Quoted passage:
::::

Catalano v. Swanger

GATES, P. J.,

On December 28, 1972, plaintiff presented to us, in chambers, his pro se complaint in mandamus to compel the Lebanon city clerk to accept his petition for referendum (recall) of ordinance no. 44, known as “The General Salary Ordinance Fixing the Annual Rates of Pay of City Officers, Clerks, and employees in the Department of the Government of the City of Lebanon, Pa. . . .” This ordinance was finally adopted by defendants, Lebanon City Council, on December 26, 1972, and is to become effective January 1,1973.1

The complaint says that plaintiff wants to commence a referendum proceeding under the provisions of The Third Class City Code of June 23, 1931, P. L. 932, art. X, sec. 1050, as amended, 53 PS §36050, et seq.

Plaintiff complains that the city clerk refused to accept a petition which contains signatures of more than 100 qualified electors and on its face is sufficient to initiate the proceedings.

::::

Exercise 1:
Turn the paragraph of the court opinion that begins "On December 28, 1972, plaintiff presented" into a short bulleted list that keeps its main facts.
The court opinion above and the listing after it come from separate sources.

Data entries
::::

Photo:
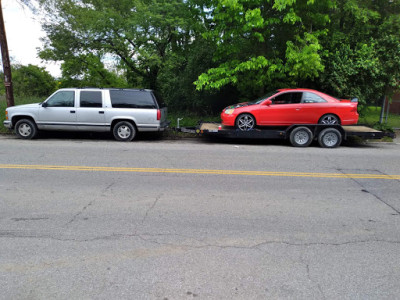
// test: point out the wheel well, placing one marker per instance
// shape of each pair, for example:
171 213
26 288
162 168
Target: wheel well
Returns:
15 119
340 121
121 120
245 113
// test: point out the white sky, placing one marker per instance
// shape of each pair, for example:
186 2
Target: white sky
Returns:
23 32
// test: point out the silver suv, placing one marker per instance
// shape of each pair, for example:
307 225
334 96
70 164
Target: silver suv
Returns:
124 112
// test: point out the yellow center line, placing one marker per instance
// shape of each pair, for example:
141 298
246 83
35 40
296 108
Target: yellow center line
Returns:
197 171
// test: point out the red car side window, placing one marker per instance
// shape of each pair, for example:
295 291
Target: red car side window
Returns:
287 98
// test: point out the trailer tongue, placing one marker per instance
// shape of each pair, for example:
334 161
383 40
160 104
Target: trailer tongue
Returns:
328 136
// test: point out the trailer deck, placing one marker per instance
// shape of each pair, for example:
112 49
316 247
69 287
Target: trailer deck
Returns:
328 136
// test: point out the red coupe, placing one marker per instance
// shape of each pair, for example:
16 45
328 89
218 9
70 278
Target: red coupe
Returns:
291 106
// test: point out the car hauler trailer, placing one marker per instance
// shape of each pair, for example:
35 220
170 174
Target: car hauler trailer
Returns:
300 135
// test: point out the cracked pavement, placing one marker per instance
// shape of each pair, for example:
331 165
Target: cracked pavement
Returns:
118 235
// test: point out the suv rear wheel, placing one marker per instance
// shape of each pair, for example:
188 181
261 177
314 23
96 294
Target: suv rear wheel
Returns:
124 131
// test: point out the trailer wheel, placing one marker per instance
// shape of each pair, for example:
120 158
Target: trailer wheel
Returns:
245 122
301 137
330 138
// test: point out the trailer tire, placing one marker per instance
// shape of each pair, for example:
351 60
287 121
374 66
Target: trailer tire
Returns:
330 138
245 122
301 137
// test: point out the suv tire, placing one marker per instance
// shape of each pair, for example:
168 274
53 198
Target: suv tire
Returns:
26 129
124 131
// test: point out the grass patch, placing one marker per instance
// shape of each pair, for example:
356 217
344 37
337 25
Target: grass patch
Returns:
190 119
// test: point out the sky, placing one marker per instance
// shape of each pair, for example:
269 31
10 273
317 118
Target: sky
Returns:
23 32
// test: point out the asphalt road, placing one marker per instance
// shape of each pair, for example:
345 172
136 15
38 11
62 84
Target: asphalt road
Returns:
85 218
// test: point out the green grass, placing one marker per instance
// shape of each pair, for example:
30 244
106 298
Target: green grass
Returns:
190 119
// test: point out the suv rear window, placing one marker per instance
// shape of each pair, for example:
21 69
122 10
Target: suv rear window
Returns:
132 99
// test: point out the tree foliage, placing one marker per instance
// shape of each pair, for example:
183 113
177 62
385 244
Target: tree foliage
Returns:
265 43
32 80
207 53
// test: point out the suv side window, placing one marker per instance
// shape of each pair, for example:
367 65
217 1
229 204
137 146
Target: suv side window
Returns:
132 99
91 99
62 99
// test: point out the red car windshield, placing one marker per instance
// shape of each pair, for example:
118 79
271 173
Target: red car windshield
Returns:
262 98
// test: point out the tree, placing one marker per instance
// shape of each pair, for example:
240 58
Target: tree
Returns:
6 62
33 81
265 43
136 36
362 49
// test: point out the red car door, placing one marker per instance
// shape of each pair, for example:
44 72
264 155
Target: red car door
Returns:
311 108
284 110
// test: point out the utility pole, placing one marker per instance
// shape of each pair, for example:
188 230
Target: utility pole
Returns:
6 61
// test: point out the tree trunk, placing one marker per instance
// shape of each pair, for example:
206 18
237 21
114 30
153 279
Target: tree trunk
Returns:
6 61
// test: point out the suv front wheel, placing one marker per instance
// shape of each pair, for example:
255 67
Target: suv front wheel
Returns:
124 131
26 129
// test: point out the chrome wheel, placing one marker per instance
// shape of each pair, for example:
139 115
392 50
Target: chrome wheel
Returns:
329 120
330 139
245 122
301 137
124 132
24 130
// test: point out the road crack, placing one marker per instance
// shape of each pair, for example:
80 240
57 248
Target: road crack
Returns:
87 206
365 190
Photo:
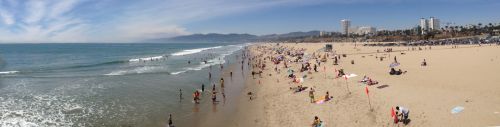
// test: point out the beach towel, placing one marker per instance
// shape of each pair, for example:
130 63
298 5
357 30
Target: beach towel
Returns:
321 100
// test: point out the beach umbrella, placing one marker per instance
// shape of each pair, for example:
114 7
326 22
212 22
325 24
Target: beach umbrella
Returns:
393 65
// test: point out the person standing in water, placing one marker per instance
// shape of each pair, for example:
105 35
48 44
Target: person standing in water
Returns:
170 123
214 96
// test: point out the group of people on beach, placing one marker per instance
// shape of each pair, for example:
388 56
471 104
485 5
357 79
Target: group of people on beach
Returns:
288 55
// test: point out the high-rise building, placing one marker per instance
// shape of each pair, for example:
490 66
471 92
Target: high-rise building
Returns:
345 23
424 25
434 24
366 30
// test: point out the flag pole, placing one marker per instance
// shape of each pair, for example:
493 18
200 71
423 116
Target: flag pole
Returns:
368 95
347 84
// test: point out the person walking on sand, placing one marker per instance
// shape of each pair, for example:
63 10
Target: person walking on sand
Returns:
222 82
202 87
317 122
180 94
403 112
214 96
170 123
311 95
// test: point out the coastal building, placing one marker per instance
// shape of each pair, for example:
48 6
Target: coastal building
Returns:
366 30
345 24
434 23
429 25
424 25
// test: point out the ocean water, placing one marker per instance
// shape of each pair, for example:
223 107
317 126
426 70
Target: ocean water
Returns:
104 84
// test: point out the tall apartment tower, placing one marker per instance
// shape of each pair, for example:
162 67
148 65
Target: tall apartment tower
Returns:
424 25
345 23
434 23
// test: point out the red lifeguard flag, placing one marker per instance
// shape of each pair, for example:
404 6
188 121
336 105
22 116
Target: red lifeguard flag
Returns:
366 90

::::

Exercise 2:
Quote the part of the listing starting at the line that contains "flag pole, placing one marker per instance" and ending at the listing's last line, with both of those lines included.

Correct output 1:
- On December 28, 1972, in chambers, the plaintiff gave the court his own (pro se) complaint in mandamus.
- The complaint seeks to force the Lebanon city clerk to accept his petition for a referendum (recall) of ordinance no. 44.
- Ordinance no. 44 is the General Salary Ordinance, which sets the yearly pay of city officers, clerks and employees of the City of Lebanon, Pa.
- The defendants, Lebanon City Council, finally adopted the ordinance on December 26, 1972.
- The ordinance is set to take effect January 1, 1973.

Correct output 2:
// test: point out the flag pole, placing one marker per instance
// shape of each pair, for example:
493 18
200 71
423 116
Target: flag pole
Returns:
368 95
347 84
// test: point out the person walking on sand, placing one marker per instance
// shape of each pair, for example:
63 10
Target: person walking on sand
Returns:
222 82
202 87
317 122
180 94
403 112
214 96
170 123
311 95
// test: point out the coastal building, placing one marker per instance
// shape of each pair, for example:
48 6
Target: coastal building
Returns:
366 30
345 24
434 23
429 25
424 25
// test: point out the ocean water, placing one marker per instance
// shape of each pair, for example:
223 107
317 126
426 70
Target: ocean water
Returns:
104 84
// test: point out the tall apartment tower, placing one marker per instance
// shape of each pair, for example:
162 67
148 65
Target: tall apartment tower
Returns:
424 25
345 23
434 23
// test: point out the red lifeguard flag, placing one marker per instance
// shape of each pair, for example:
404 6
188 121
336 105
22 116
Target: red lifeguard flag
Returns:
366 90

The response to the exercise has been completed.